_Text excerpt_:

Archive for October, 2005

Repeat this 10 times after me…

I will back up my files before I have several DVDs worth…I will back up my files before I have several DVDs worth…etc.

I really should know better. We have had several hard drive failures over the years, and I have been fairly diligent at backing up my pictures and documents. But, I had been waiting until the second hard drive was closer to being full before burning a bunch of DVDs. My plan had been to, at that point, transfer the archival files for my teaching tape digitization project to file storage at the church building, making more space on my computer for doing more tapes.

Before I get any further, let me say that near disaster has been averted. I didn’t want to panic anyone…

Back to the story. :) So, the hard drive has been coming up with some errors and corrupted files over the last couple days. I just assumed it was probably due to writing and deleting such a large amount of data all the time. (The program uses one format, I export into another, and then end with a third and fourth format for final storage — the first two, larger files get deleted each time). I hadn’t done any defragging or error checking since starting the project and it probably needs it badly. And it sure didn’t help that on Thursday Madeline turned off the computer in the middle of me exporting a file.

The last night, when I was in process of exporting a file from Audacity, the folder where my tape project files are was blank! After opening and closing the folder a couple times, it was still blank. I would have burst out into to tears if I wouldn’t have seen that Windows still thought the drive was just as full as it had been the day before. As it was, I felt sick. But, I was not in dispair since I have a wonderful technical genius of a husband who could figure out where those files went.

_Set of tasks_:
(1) Rewrite the part of the hard drive blog post that opens with the words containing "Back to the" and closes with "exporting a file.", swapping "Thursday" for "Friday".
(2) Write what comes next in the blog post about the failing hard drive, picking up right after its final sentence.

_Provided material_:
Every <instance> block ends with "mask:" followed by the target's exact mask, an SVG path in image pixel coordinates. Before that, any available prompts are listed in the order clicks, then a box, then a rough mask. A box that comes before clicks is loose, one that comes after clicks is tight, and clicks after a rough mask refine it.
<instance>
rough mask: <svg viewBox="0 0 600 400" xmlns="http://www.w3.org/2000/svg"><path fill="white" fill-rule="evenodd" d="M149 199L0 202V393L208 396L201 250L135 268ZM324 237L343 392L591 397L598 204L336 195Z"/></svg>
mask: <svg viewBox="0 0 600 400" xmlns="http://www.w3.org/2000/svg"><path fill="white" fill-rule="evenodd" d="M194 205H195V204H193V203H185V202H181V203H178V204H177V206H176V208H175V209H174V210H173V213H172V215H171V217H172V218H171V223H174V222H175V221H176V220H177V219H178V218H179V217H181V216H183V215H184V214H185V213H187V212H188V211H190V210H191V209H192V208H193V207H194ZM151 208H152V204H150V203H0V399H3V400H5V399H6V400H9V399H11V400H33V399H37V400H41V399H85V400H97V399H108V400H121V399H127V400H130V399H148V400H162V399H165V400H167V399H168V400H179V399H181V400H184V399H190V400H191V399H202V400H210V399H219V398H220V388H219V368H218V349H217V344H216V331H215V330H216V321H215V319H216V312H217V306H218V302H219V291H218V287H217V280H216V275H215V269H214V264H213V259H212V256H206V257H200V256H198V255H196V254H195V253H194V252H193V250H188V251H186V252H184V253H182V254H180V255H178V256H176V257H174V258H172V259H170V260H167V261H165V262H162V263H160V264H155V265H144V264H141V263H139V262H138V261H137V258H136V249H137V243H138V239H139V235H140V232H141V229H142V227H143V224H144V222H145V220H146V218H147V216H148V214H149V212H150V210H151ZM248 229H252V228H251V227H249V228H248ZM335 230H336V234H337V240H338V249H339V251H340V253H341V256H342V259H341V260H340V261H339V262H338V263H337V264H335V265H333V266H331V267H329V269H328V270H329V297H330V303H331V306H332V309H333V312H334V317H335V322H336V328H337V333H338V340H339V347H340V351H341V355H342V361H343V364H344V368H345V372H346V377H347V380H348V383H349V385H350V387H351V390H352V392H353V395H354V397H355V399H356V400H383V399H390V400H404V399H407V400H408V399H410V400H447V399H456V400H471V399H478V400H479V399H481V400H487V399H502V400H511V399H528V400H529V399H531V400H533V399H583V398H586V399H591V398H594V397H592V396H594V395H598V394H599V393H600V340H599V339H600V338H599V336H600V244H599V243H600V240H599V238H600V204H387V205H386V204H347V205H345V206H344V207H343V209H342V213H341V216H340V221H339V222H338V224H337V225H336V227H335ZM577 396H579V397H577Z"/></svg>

_Answer section_:
(1)
Back to the story. :) So, the hard drive has been coming up with some errors and corrupted files over the last couple days. I just assumed it was probably due to writing and deleting such a large amount of data all the time. (The program uses one format, I export into another, and then end with a third and fourth format for final storage — the first two, larger files get deleted each time). I hadn’t done any defragging or error checking since starting the project and it probably needs it badly. And it sure didn’t help that on Friday Madeline turned off the computer in the middle of me exporting a file.

(2)
As soon as Tony got home, he started a recovery process that involved tranfering the files to other large hard drives in the house. So, far it looks good. I may have lost about 6 or 8 files that I will have to re-do, but that is nothing compared to losing the few months of work I have put into the tape digitization project so far. As soon as those files are recovered, they are getting burned on a DVD. And I learned my lesson — I’ll now be burning DVDs of my lossless archival files each time I have a DVD’s worth, if not more often!

Wall Demolition Pictures

My pictures of Wednesday night’s wall demolition are now uploaded here in our gallery! There are also a few other pics of sights seen at the building that night. As you are looking at these pictures, keep in mind the first ones were taken a little after 4pm (right after the roof supports were put up, and a little bit before wall demo started), and the last ones were taken about 10:15pm, right after demolition was finished. That’s a lot of bricks knocked down in just a few hours!

I haven’t been back to take pictures since the rubble was cleared and the steel beam was raised, but I hope to make it over soon to do that. Happy Viewing!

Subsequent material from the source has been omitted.